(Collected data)

....

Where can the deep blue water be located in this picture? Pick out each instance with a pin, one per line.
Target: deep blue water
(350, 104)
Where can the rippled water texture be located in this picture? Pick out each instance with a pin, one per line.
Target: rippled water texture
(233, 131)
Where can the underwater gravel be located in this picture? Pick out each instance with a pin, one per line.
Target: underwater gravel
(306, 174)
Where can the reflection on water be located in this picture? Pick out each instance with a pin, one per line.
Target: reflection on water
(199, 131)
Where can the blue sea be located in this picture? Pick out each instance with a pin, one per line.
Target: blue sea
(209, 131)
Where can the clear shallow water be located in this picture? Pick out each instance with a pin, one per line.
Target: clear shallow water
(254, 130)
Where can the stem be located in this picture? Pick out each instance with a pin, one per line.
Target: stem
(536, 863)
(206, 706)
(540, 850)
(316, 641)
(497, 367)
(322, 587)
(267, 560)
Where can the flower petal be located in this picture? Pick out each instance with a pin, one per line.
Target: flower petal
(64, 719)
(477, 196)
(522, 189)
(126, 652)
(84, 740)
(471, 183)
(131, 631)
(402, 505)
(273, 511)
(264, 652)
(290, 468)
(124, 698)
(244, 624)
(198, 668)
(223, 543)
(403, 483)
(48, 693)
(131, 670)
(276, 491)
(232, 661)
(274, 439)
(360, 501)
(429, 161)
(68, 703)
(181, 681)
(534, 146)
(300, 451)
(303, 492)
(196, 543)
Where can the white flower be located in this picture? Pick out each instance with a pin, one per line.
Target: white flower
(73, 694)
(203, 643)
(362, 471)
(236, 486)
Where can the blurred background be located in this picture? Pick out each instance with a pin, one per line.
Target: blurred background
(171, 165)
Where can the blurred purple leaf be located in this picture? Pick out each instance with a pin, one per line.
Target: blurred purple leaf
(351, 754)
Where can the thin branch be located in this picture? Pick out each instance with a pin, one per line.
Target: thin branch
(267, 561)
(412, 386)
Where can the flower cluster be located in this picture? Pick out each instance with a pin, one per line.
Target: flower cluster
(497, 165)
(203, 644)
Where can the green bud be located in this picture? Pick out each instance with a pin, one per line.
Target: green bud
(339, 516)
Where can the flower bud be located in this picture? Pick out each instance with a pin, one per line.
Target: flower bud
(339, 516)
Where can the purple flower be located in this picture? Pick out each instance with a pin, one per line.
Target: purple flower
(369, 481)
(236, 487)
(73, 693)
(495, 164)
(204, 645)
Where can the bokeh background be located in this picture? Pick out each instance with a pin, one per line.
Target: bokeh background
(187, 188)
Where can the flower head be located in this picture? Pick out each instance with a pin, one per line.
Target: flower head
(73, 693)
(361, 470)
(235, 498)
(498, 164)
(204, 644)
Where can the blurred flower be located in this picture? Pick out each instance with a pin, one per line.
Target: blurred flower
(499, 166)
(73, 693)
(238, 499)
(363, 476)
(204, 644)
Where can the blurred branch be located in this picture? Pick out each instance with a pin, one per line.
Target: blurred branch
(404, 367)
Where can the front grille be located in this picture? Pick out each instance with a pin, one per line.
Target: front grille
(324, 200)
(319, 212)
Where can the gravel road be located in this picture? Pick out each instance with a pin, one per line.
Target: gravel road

....

Aim :: Copy the material above verbatim.

Finished answer ::
Where can the deep blue water be located in this picture? Pick out each instance with a pin, one per line.
Target: deep blue water
(350, 104)
Where can the rippled water texture be located in this picture? Pick out each instance with a pin, one per line.
Target: rippled water texture
(233, 131)
Where can the underwater gravel be located in this picture? Pick out each instance with a pin, one per line.
Target: underwater gravel
(306, 174)
Where can the reflection on water be located in this picture? Pick out each instance with a pin, one per line.
Target: reflection on water
(199, 131)
Where can the blue sea be located in this picture? Pick out each instance with a pin, one per line.
Target: blue sea
(209, 131)
Where can the clear shallow water be located in this picture? Pick out each instance with a pin, one per line.
Target: clear shallow water
(254, 130)
Where can the stem be located in this picture? Pick out each instance with a pin, one per line.
Target: stem
(536, 863)
(206, 706)
(540, 850)
(316, 641)
(497, 367)
(322, 587)
(267, 560)
Where can the flower petal be located in this picture? Pick out each instance with a pin, one per line.
Target: flower petal
(64, 719)
(477, 196)
(522, 189)
(126, 652)
(84, 740)
(471, 183)
(131, 631)
(402, 505)
(273, 511)
(264, 652)
(290, 468)
(124, 698)
(244, 624)
(198, 668)
(223, 543)
(403, 483)
(48, 693)
(131, 670)
(276, 491)
(232, 661)
(274, 439)
(360, 501)
(429, 161)
(68, 703)
(181, 681)
(534, 146)
(300, 451)
(303, 492)
(196, 543)
Where can the white flower be located in this picture? Pick out each instance with a pin, one per line.
Target: white flower
(73, 694)
(203, 643)
(362, 471)
(236, 486)
Where can the blurred background be located in this picture? Pick out each instance with a pin, one per line.
Target: blurred background
(171, 165)
Where can the blurred purple leaf be located in this picture? Pick out each instance with a pin, one per line.
Target: blurred purple leaf
(351, 754)
Where can the thin branch be located in this picture? Pick out each instance with a pin, one per line.
Target: thin branch
(267, 561)
(412, 386)
Where can the flower cluster be located in this picture? Pick out each instance with a pin, one per line.
Target: flower cluster
(497, 165)
(203, 644)
Where can the green bud be located in this picture? Pick out each instance with a pin, one per line.
Target: green bud
(339, 516)
Where can the flower bud be located in this picture? Pick out each instance with a pin, one per line.
Target: flower bud
(339, 516)
Where can the purple flower be located in this picture? Pick out each instance with a pin, one per line.
Target: purple flower
(369, 481)
(236, 487)
(73, 693)
(495, 164)
(204, 645)
Where can the bokeh background be located in this picture? Pick out each instance with a pin, one per line.
Target: bokeh background
(187, 188)
Where can the flower head be located in this picture? Pick out each instance with a pin, one per line.
Target: flower head
(73, 693)
(361, 470)
(235, 498)
(498, 164)
(204, 644)
Where can the blurred flower be located in this picture? Pick out each instance with a pin, one per line.
Target: blurred flower
(499, 166)
(73, 693)
(238, 499)
(363, 476)
(204, 644)
Where can the blurred branch be located in this picture? Pick out each instance with a pin, one per line.
Target: blurred branch
(404, 367)
Where can the front grille be located in this picture? Pick out each instance with a pin, one per line.
Target: front grille
(324, 200)
(319, 212)
Where can the gravel road be located in this picture? Pick out each instance with a pin, one per line.
Target: gravel road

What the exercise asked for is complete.